> **Data extract**:

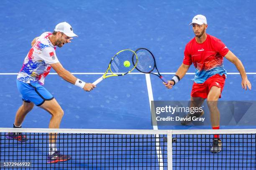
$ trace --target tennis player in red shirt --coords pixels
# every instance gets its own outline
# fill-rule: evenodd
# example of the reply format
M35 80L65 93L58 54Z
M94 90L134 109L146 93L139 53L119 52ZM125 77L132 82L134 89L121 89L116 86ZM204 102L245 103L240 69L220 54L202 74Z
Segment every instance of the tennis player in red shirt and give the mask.
M205 17L202 15L195 16L191 25L195 37L186 46L183 63L176 75L167 84L164 84L168 89L172 89L184 76L193 63L196 72L191 91L190 107L200 107L207 99L212 129L219 129L220 112L217 102L221 97L227 77L227 71L223 66L224 57L233 63L239 71L242 88L246 90L248 86L251 90L251 86L241 61L220 39L206 33L207 25ZM203 111L194 114L189 113L184 117L199 117L203 114ZM182 124L187 125L191 122L191 121L184 121ZM210 152L218 153L221 150L221 146L219 136L215 135Z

> **Exercise aim**: Please extract every line of the records above verbatim, leaving out the pictures.

> **Result of this task**:
$ trace --target tennis player in red shirt --coords pixels
# every instance gets its own outline
# fill-rule: evenodd
# example of the reply format
M35 80L65 93L58 54Z
M94 90L134 109L146 93L139 53L119 52ZM125 77L132 82L134 89L121 89L116 86ZM204 102L245 103L240 69L220 54L202 74Z
Segment every instance of the tennis player in red shirt and give the mask.
M205 17L202 15L195 16L191 25L195 37L186 46L183 63L176 75L167 84L164 84L168 89L172 89L184 76L193 63L196 72L191 91L190 107L200 107L207 99L212 129L219 129L220 112L217 102L221 97L227 77L227 71L223 66L224 57L233 63L239 71L242 88L246 90L248 86L251 90L251 86L241 61L220 39L206 33L207 25ZM203 111L194 114L189 113L184 117L199 117L203 114ZM182 124L187 125L191 122L191 121L184 121ZM210 152L218 153L221 150L221 146L219 136L215 135Z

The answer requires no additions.